* _EXTRACTED DATA_:
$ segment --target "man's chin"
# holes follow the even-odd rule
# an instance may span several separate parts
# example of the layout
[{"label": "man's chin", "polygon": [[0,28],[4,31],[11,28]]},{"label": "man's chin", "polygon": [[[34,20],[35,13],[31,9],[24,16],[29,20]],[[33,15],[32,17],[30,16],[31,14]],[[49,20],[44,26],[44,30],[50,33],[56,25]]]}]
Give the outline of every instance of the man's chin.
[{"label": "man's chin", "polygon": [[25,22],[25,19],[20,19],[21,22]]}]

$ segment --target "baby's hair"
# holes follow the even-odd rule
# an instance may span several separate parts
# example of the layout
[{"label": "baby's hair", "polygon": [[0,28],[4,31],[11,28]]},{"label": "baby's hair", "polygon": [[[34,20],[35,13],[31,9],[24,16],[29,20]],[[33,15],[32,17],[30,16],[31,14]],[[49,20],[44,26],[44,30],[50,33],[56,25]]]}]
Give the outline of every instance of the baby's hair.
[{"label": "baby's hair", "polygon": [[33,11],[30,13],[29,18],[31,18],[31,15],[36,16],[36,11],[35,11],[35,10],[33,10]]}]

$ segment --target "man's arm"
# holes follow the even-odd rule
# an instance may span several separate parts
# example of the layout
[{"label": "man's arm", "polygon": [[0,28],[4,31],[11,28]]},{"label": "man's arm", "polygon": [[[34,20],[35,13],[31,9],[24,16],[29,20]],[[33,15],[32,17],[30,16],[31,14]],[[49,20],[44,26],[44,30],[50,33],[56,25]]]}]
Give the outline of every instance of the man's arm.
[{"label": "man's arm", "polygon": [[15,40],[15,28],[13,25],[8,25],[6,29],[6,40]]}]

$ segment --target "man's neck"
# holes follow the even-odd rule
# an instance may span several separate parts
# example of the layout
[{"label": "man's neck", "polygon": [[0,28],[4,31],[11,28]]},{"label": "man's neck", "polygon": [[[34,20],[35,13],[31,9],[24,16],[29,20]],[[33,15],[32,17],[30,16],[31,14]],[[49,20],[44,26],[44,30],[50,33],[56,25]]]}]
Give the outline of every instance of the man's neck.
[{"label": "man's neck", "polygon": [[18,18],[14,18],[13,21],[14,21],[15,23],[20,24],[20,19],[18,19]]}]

* _EXERCISE PROMPT_: Whatever lines appear above, reproduce every one of them exactly.

* _RESULT_:
$ segment --target "man's chin"
# holes follow the even-odd rule
# an instance may span several separate parts
# example of the layout
[{"label": "man's chin", "polygon": [[0,28],[4,31],[11,28]]},{"label": "man's chin", "polygon": [[[34,20],[35,13],[31,9],[24,16],[29,20]],[[33,15],[32,17],[30,16],[31,14]],[[49,20],[44,26],[44,30],[50,33],[56,25]]]}]
Give the outline of every instance of the man's chin.
[{"label": "man's chin", "polygon": [[25,22],[25,19],[20,19],[21,22]]}]

$ segment --target "baby's hair"
# holes follow the even-odd rule
# an instance may span several separate parts
# example of the layout
[{"label": "baby's hair", "polygon": [[0,28],[4,31],[11,28]]},{"label": "baby's hair", "polygon": [[[34,20],[35,13],[31,9],[24,16],[29,20]],[[33,15],[32,17],[30,16],[31,14]],[[49,20],[44,26],[44,30],[50,33],[56,25]]]}]
Give the outline of every instance of the baby's hair.
[{"label": "baby's hair", "polygon": [[33,11],[30,13],[29,18],[31,18],[31,15],[36,16],[36,11],[35,11],[35,10],[33,10]]}]

$ segment --target "man's arm"
# holes follow the even-odd rule
# an instance may span several separate parts
# example of the layout
[{"label": "man's arm", "polygon": [[0,28],[4,31],[11,28]]},{"label": "man's arm", "polygon": [[[34,20],[35,13],[31,9],[24,16],[29,20]],[[33,15],[32,17],[30,16],[31,14]],[[49,20],[44,26],[44,30],[50,33],[56,25]]]}]
Give the outline of every instance of the man's arm.
[{"label": "man's arm", "polygon": [[15,40],[15,28],[13,25],[8,25],[6,29],[6,40]]}]

$ segment --target "man's neck"
# holes follow the even-odd rule
# an instance may span several separate parts
# example of the layout
[{"label": "man's neck", "polygon": [[0,28],[4,31],[11,28]]},{"label": "man's neck", "polygon": [[[34,20],[35,13],[31,9],[24,16],[29,20]],[[33,15],[32,17],[30,16],[31,14]],[[49,20],[44,26],[44,30],[50,33],[56,25]]]}]
Give the outline of every instance of the man's neck.
[{"label": "man's neck", "polygon": [[18,18],[14,18],[13,21],[14,21],[15,23],[20,24],[20,19],[18,19]]}]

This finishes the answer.